▶ Lesetext
☆ ☆ ☆ ☆

Beschluss vom 01.07.2004 -
BVerwG 7 B 35.04ECLI:DE:BVerwG:2004:010704B7B35.04.0

Beschluss

BVerwG 7 B 35.04

  • VG Greifswald - 11.11.2003 - AZ: VG 2 A 3179/99

In der Verwaltungsstreitsache hat der 7. Senat des Bundesverwaltungsgerichts
am 1. Juli 2004
durch den Vorsitzenden Richter am Bundesverwaltungsgericht S a i l e r
und die Richter am Bundesverwaltungsgericht K r a u ß und N e u m a n n
beschlossen:

  1. Die Beschwerde der Beigeladenen gegen die Nichtzulassung der Revision in dem Urteil des Verwaltungsgerichts Greifswald vom 11. November 2003 wird zurückgewiesen.
  2. Die Beigeladene trägt die Kosten des Beschwerdeverfahrens.
  3. Der Wert des Streitgegenstandes wird für das Beschwerdeverfahren auf 55 000 € festgesetzt.

☆ ☆ ☆ ☆

▶ Material
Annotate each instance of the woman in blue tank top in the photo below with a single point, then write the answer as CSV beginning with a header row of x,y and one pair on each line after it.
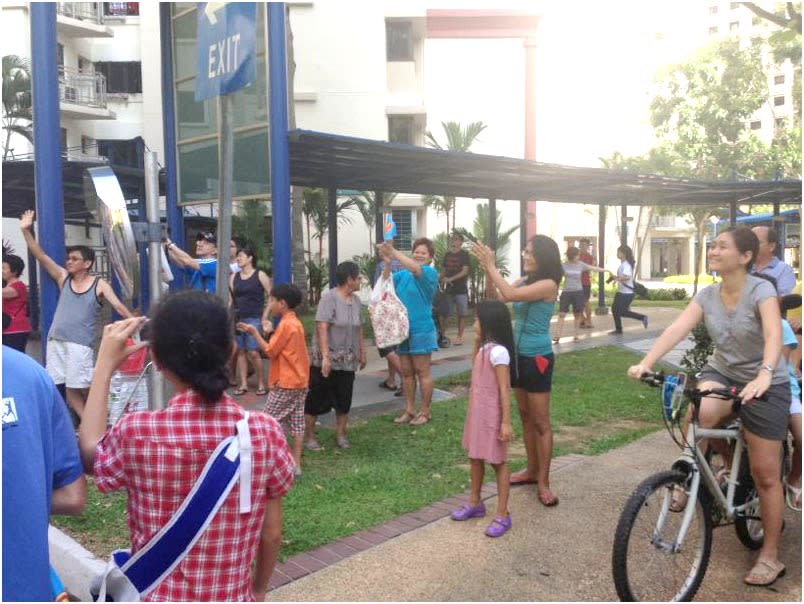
x,y
534,298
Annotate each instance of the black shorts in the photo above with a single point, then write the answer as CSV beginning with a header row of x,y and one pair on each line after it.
x,y
533,373
384,352
576,299
331,392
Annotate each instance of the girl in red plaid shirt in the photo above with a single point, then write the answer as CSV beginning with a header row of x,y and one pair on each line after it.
x,y
157,456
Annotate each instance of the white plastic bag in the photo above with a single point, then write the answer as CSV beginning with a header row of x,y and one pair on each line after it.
x,y
389,318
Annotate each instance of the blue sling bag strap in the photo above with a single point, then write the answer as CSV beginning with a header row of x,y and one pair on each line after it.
x,y
127,577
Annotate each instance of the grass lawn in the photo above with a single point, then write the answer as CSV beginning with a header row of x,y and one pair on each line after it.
x,y
391,470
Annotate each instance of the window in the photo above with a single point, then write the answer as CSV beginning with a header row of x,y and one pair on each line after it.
x,y
88,145
121,76
400,129
121,9
399,40
122,152
404,229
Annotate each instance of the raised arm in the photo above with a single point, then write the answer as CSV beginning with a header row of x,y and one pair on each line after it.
x,y
180,257
57,273
106,291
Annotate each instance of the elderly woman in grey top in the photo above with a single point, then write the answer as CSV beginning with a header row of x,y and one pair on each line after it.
x,y
742,316
338,351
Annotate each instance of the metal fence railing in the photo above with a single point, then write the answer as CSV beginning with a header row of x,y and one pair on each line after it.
x,y
78,88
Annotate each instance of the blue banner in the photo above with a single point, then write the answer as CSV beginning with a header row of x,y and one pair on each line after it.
x,y
225,45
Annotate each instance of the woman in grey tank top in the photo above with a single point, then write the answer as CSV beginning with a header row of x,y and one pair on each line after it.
x,y
742,316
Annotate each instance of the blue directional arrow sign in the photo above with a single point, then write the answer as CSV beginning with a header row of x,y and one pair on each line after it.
x,y
225,47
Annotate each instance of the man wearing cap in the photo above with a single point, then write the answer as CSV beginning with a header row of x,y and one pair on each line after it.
x,y
767,262
202,269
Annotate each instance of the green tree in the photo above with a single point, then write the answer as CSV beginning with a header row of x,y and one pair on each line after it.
x,y
316,213
17,116
458,139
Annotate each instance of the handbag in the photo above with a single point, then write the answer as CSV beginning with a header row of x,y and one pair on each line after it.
x,y
389,317
128,578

☆ ☆ ☆ ☆

▶ Deine Aufgaben
1: Nenne alle Richter, die laut dem Beschluss des Bundesverwaltungsgerichts an der Entscheidung mitgewirkt haben.
2: Schreib den Beschluss des Bundesverwaltungsgerichts nach dem letzten gezeigten Satz weiter.

▶ Lösungen der Reihenfolge
1: Sailer (Vorsitzender Richter), Krauß, Neumann

2:
I


Der Rechtsvorgänger der Beigeladenen, ein Bildhauer, kaufte 1983 vom staatlichen Verwalter das streitgegenständliche als Eigenheimgrundstück bezeichnete Grundstück. Der Rückübertragungsantrag der Kläger wurde im Widerspruchsverfahren abgelehnt. Ihre gegen den Widerspruchsbescheid gerichtete Klage hatte Erfolg. Das Verwaltungsgericht hat in seinem Urteil insbesondere ausgeführt, der Rechtserwerb des Rechtsvorgängers der Beigeladenen sei als unredlich anzusehen, weil er unter Verstoß gegen die Grundstücksverkehrsverordnung der DDR ein zweites Eigenheim erworben habe und diesen Rechtsverstoß kannte oder hätte kennen müssen (§ 4 Abs. 3 Buchst. a VermG).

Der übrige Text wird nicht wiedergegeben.